Big 4 Agenda: Varsity youth keen on popularizing vision

Members of the Inter-County Youths Consultative Forum during a strategy meeting in Nairobi on Saturday, July 21. /COURTESY
Members of the Inter-County Youths Consultative Forum during a strategy meeting in Nairobi on Saturday, July 21. /COURTESY

A group of current and former university students has come together in a forum to popularize the Big Four Agenda at the grassroots across the 47 counties.

The Inter-County Youths Consultative Forum (ICYCF), which draws representation from public and private universities, seeks to sensitize communities on two of the Big Four Agenda - universal health care and food security.

Manufacturing and cheap housing are the other two items that make up the agenda.

“We have obliged ourselves to package the agenda in a way that resonates and is comprehensible with the local citizens,” ICYCF’s Vihiga youth leader Edwin Kegoli said.

Read:

He spoke on Sunday during a media briefing at the Bazaar, Nairobi.

Kegoli said they will from September 4 work with trained but unemployed nurses through the “Tiba Mlangoni Initiative” to reach out to the elderly and those unable to make it to hospitals.

“This is as a result of revelations that a considerable number of people are ailing silently in homes in villages without proper advice on medication,” Kegoli said.

- Task to carry out: Transcribe the part of the Big Four Agenda article above from "Big 4 Agenda: Varsity" up to and including "up the agenda.".

- Material provided:
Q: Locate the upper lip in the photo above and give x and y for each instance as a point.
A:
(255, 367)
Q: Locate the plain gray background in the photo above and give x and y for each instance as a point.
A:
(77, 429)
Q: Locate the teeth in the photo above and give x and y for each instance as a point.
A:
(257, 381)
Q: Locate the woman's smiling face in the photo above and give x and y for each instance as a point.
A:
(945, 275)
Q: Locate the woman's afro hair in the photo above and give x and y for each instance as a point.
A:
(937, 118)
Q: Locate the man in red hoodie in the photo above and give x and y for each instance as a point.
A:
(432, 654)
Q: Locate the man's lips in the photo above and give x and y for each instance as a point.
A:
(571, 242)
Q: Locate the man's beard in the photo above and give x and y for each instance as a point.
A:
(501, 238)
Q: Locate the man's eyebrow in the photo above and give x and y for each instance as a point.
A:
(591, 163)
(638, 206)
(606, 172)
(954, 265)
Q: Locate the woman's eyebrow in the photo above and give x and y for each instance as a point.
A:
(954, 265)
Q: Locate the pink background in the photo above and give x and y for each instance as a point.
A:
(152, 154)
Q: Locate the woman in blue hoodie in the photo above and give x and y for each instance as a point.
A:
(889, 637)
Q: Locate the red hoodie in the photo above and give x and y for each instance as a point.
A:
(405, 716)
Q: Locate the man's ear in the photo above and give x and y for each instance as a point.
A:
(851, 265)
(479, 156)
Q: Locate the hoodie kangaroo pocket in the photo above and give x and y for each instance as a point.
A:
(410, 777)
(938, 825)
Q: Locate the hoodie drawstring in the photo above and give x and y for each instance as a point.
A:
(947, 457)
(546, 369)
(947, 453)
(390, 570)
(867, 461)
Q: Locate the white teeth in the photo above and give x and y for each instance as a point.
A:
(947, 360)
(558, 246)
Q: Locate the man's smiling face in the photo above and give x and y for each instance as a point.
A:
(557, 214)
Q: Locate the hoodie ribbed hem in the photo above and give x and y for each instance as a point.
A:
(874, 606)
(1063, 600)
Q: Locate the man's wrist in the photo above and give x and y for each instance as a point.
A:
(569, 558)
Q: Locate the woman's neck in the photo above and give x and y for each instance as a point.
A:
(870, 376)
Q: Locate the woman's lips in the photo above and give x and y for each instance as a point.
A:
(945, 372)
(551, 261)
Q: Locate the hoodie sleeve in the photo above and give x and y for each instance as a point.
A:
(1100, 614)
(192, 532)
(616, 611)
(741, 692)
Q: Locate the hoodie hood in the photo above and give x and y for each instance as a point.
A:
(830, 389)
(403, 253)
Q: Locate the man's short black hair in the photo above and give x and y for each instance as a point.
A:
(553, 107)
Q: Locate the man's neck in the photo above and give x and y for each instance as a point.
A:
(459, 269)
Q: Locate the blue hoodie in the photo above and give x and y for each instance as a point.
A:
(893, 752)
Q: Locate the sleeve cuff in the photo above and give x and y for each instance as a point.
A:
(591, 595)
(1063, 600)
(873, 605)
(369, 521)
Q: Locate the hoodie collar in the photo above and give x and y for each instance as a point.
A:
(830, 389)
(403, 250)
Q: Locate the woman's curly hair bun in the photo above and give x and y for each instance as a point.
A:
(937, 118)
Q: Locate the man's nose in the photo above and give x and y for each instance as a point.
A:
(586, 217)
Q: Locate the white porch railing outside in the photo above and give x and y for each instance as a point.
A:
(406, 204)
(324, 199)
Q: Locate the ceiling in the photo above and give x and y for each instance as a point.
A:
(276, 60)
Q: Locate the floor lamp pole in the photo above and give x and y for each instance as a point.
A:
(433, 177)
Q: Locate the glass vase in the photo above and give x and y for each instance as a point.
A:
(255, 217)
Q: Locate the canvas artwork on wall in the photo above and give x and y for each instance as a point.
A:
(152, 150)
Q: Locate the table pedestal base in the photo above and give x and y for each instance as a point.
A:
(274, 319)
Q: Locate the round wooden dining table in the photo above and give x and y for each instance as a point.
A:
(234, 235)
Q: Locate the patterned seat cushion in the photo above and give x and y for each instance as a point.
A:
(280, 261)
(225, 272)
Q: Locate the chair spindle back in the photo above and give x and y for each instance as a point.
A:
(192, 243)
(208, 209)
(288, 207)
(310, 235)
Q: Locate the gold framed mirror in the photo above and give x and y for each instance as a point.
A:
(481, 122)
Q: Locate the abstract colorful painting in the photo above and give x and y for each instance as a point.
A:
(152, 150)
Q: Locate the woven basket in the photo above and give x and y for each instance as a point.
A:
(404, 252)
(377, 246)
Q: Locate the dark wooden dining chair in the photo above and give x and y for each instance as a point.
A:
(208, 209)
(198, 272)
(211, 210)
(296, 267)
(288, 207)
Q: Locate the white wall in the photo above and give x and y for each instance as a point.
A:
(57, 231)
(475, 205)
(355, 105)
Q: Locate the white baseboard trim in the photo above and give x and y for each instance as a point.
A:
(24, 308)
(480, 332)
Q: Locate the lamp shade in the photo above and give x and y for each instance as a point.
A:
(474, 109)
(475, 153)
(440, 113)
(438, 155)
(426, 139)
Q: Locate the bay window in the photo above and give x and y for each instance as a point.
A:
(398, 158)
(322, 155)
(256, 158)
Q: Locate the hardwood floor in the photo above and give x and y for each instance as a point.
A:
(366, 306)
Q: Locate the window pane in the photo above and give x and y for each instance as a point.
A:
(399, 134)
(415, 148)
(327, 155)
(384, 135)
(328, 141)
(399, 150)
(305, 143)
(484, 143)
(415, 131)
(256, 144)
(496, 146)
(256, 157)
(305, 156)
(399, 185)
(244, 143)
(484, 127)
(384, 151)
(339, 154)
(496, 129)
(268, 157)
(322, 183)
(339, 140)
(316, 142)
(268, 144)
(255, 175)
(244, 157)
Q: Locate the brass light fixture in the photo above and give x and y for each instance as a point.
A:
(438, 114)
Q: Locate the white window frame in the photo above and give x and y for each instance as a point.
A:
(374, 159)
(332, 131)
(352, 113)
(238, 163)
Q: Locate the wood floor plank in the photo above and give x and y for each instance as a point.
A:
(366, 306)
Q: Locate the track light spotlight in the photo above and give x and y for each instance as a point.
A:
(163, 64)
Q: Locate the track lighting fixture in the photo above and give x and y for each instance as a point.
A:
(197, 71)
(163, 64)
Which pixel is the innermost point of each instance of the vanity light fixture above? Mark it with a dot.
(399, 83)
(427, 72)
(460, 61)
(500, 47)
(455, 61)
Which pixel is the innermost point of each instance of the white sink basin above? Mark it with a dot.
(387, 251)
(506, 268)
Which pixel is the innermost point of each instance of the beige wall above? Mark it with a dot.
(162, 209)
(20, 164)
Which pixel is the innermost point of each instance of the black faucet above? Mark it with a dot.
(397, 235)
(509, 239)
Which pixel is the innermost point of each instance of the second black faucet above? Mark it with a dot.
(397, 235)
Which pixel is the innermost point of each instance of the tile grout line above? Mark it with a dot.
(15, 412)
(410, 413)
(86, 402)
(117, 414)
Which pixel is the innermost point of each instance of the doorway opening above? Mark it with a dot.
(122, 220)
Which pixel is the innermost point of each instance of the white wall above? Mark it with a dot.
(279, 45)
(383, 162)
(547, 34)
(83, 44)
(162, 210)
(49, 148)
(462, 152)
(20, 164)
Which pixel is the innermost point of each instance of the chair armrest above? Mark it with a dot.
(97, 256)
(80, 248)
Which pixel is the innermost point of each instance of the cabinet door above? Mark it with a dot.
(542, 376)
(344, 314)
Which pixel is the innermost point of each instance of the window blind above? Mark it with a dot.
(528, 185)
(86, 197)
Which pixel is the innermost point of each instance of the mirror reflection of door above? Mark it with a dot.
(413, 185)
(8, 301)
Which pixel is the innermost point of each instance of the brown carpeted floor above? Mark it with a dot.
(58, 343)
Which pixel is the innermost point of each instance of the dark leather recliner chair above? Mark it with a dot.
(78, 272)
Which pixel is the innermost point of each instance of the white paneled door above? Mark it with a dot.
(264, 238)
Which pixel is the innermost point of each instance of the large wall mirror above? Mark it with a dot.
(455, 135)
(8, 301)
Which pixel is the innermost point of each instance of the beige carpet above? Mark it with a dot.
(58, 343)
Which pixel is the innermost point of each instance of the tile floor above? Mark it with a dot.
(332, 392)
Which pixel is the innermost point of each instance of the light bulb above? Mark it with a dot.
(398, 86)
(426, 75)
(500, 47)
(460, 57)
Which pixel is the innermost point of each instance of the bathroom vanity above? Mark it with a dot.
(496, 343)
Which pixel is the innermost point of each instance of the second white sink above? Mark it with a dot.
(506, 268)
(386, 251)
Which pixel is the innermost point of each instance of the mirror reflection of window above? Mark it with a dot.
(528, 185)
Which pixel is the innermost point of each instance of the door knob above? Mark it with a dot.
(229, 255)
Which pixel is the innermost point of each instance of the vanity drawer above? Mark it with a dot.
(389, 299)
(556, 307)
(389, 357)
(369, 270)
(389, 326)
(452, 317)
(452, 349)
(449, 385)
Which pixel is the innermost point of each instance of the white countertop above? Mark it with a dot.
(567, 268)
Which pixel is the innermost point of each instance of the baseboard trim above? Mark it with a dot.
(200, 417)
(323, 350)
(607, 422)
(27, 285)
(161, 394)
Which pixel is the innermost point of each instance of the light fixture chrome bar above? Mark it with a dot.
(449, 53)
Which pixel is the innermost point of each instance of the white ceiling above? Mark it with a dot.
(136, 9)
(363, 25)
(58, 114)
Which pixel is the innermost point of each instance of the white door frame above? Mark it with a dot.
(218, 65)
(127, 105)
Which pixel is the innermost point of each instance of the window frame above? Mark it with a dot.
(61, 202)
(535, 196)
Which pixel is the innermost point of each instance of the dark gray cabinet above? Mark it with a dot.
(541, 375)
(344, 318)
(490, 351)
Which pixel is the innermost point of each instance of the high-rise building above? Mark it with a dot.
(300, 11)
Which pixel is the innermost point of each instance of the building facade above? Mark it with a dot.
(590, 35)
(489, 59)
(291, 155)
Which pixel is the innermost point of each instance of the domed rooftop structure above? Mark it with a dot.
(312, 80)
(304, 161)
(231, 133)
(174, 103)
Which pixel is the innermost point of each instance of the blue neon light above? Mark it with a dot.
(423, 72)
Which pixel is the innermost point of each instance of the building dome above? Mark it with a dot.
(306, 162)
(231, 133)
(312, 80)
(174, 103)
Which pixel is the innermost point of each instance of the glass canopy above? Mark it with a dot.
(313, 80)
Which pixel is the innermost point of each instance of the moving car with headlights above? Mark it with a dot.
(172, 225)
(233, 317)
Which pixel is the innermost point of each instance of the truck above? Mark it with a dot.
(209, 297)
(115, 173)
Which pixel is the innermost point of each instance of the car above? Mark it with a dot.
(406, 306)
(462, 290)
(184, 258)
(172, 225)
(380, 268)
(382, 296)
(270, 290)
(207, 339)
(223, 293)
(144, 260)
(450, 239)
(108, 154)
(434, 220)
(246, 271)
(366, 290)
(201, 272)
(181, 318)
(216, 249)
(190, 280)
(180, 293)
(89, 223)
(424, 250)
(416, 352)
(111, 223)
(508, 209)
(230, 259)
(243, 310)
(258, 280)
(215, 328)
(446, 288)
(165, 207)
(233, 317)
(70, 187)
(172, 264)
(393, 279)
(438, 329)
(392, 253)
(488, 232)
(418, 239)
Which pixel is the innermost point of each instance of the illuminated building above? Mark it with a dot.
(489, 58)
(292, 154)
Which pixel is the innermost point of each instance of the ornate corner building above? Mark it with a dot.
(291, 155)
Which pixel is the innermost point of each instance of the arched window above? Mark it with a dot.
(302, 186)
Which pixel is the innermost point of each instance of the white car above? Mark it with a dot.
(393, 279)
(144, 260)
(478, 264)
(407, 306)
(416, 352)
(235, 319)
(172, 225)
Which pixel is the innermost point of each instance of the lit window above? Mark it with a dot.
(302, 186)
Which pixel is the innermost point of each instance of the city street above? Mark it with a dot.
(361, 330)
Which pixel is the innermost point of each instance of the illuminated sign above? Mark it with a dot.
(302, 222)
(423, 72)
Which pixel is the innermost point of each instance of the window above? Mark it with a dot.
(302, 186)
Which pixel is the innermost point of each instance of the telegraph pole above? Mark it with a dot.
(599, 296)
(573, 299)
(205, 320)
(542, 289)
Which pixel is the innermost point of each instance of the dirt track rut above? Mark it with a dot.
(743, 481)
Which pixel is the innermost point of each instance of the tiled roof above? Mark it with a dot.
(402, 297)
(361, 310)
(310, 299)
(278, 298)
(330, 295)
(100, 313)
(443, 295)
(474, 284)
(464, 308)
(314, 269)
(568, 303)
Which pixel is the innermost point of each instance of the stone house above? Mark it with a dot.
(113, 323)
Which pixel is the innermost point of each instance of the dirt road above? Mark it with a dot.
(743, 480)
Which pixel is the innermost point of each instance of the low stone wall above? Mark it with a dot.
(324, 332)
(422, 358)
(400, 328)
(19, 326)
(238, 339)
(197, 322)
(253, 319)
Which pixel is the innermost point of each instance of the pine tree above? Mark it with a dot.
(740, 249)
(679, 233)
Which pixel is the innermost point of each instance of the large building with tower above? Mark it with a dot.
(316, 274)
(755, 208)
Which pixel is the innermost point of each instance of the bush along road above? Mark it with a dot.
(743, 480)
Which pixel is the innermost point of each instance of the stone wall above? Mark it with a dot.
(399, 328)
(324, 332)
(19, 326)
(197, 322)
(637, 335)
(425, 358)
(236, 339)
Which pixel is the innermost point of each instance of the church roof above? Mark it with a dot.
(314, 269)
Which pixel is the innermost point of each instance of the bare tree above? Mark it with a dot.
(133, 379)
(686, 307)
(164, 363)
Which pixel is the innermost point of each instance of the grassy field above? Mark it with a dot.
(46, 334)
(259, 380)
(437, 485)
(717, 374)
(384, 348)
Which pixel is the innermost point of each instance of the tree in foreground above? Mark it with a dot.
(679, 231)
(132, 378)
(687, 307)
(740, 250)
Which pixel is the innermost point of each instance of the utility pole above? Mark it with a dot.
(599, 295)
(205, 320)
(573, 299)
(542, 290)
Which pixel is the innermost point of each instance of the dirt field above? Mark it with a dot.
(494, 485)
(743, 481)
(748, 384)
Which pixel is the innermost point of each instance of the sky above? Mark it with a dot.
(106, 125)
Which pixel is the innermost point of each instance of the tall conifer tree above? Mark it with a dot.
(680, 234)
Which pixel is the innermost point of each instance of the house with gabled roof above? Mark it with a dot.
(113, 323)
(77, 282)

- Answer section:
Big 4 Agenda: Varsity youth keen on popularizing vision

Members of the Inter-County Youths Consultative Forum during a strategy meeting in Nairobi on Saturday, July 21. /COURTESY
Members of the Inter-County Youths Consultative Forum during a strategy meeting in Nairobi on Saturday, July 21. /COURTESY

A group of current and former university students has come together in a forum to popularize the Big Four Agenda at the grassroots across the 47 counties.

The Inter-County Youths Consultative Forum (ICYCF), which draws representation from public and private universities, seeks to sensitize communities on two of the Big Four Agenda - universal health care and food security.

Manufacturing and cheap housing are the other two items that make up the agenda.